Exercise aim: Each line below should be written out again exactly.

Entries shown:
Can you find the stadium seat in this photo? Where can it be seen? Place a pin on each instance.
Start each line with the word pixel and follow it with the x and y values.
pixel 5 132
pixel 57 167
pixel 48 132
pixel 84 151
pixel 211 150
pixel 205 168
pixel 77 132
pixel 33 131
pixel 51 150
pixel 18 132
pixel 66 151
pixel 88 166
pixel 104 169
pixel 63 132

Result below:
Can you find the stadium seat in this photo? Where can it be seen? Place a pin on each instance.
Start each line with the word pixel and follow it with the x and y values.
pixel 5 132
pixel 57 167
pixel 48 132
pixel 84 151
pixel 211 150
pixel 205 168
pixel 77 132
pixel 33 131
pixel 51 150
pixel 18 132
pixel 66 151
pixel 88 166
pixel 104 169
pixel 63 132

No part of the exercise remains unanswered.